____ DOCUMENT
Replies are listed 'Best First'.
Re^2: nested parsing with Parse::RecDescent
by loomis53 (Novice) on May 26, 2006 at 15:04 UTC
    Your assumptions have been right on. I actually figured out my problem just before checking back here. My productions (i think that is the proper term) for Line were not prioritized properly with the greediest first. I also had to modify my regex for Text. My grammar definition now looks like this:
    my $grammar = q{ {my $re_type = qr /.::/ } Document : Element(s) Element : Header Body Header : Element_Type Options(?) Element_Type: /$re_type/ Options : '(' Arg(s) ')' Arg : /\b(\w+)\s*=\s*(\w+)\s*/xms Body : '{' Line(s) '}' <commit> Line : Element | Text Line | Text Text :/[^\{\}]*\n/xms };
    My only concern now is that my current definition for Text is still not exactly right. Instead of matching everything but the braces, I would rather include everything up to, but not including the closing brace or up or a nested Q:: element. I'm sure there's a way to do this, but I'm still working on mastering regex as well. All in good time eh? Anyway, thanks for the advice Philcrow, and also everyone else that offered the helpful tips directly or inderectly related to the problem :)
________
_TASKS TO CARRY OUT_:
A. In the Parse::RecDescent post, what did the poster have to modify besides the priority of the Line productions?
B. Please explain, in one to three sentences, why the poster in the Parse::RecDescent post is still unsatisfied with the definition of Text.
____ DATA LISTING
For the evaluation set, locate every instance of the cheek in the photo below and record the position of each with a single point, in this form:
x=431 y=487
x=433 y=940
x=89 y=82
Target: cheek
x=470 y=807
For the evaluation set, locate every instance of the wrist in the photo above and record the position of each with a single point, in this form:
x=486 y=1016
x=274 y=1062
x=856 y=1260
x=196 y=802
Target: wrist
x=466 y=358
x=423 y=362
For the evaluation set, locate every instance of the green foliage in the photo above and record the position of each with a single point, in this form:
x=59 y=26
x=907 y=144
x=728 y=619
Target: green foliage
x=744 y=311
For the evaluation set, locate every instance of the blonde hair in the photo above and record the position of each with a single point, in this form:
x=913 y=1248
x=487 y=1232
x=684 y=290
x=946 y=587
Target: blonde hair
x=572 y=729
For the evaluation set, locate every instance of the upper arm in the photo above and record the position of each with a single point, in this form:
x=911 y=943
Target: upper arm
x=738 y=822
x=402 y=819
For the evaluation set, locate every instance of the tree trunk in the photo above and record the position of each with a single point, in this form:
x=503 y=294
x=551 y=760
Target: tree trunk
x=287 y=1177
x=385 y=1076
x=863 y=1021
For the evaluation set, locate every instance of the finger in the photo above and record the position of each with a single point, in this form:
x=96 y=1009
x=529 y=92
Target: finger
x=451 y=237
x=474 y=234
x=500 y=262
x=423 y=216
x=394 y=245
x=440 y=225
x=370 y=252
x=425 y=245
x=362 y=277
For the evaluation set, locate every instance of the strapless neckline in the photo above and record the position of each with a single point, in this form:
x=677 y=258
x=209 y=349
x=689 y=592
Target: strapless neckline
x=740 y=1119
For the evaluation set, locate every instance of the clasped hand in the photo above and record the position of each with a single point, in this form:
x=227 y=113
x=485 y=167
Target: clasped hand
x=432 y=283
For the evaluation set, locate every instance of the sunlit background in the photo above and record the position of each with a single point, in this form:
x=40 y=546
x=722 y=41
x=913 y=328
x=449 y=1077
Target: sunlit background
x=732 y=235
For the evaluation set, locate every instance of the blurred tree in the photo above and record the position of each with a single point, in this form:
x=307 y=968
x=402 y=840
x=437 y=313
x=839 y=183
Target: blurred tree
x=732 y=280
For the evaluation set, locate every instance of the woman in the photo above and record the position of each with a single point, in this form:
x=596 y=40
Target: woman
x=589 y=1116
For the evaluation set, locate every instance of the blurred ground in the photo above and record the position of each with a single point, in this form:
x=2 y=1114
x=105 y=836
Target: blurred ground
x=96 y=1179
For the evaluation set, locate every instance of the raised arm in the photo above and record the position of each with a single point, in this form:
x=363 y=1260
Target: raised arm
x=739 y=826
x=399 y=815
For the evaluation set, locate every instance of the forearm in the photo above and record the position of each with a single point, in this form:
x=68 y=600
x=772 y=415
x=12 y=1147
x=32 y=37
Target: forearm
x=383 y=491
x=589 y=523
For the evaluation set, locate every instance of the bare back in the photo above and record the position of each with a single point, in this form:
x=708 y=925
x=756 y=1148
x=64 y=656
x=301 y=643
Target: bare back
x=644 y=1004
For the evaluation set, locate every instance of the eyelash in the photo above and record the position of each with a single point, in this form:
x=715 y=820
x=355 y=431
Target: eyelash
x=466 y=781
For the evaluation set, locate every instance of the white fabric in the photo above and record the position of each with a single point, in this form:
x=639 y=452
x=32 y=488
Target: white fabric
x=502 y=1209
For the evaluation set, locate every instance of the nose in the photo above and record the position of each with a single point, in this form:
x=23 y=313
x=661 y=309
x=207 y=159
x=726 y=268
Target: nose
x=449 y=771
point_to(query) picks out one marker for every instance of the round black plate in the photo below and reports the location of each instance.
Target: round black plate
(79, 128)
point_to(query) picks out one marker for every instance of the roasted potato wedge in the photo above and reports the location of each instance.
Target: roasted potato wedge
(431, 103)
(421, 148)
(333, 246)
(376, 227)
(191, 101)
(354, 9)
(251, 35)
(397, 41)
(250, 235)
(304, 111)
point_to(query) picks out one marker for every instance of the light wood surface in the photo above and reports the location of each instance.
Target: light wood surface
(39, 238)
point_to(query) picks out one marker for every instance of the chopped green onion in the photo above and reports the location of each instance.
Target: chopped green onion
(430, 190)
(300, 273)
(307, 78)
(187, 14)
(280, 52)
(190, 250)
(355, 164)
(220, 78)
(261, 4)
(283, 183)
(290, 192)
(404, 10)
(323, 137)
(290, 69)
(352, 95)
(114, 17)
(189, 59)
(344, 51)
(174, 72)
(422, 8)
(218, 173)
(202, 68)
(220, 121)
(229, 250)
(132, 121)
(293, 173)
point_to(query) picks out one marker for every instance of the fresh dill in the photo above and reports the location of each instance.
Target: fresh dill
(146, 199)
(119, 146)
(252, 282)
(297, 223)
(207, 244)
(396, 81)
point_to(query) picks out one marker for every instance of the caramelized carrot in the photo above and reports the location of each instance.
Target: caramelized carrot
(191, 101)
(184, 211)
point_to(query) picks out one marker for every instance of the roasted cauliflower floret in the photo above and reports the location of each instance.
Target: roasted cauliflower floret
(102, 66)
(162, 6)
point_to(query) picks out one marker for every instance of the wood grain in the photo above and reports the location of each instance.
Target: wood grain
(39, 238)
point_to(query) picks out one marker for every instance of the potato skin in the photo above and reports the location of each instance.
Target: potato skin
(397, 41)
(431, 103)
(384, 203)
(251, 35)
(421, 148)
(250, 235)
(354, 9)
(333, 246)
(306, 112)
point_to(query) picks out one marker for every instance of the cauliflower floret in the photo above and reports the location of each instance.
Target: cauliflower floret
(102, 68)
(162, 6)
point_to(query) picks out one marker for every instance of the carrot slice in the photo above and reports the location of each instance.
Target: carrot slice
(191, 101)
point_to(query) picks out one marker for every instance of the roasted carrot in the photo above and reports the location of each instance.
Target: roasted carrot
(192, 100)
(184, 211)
________
_SOLUTIONS FOR EACH TASK_:
A. The regex for Text.

B. The current Text regex matches everything except the braces. The poster would rather have it match everything up to, but not including, the closing brace or a nested Q:: element.